## begin MATERIAL PROVIDED
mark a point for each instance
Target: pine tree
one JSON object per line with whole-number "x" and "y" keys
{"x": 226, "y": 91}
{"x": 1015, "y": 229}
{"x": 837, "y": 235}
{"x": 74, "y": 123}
## end MATERIAL PROVIDED
SET PROBLEM =>
Quote the entries above verbatim, keeping every line as it appears.

FINISHED TASK =>
mark a point for each instance
Target: pine tree
one JSON object per line with whole-number "x" and "y" keys
{"x": 226, "y": 91}
{"x": 1015, "y": 229}
{"x": 837, "y": 235}
{"x": 74, "y": 123}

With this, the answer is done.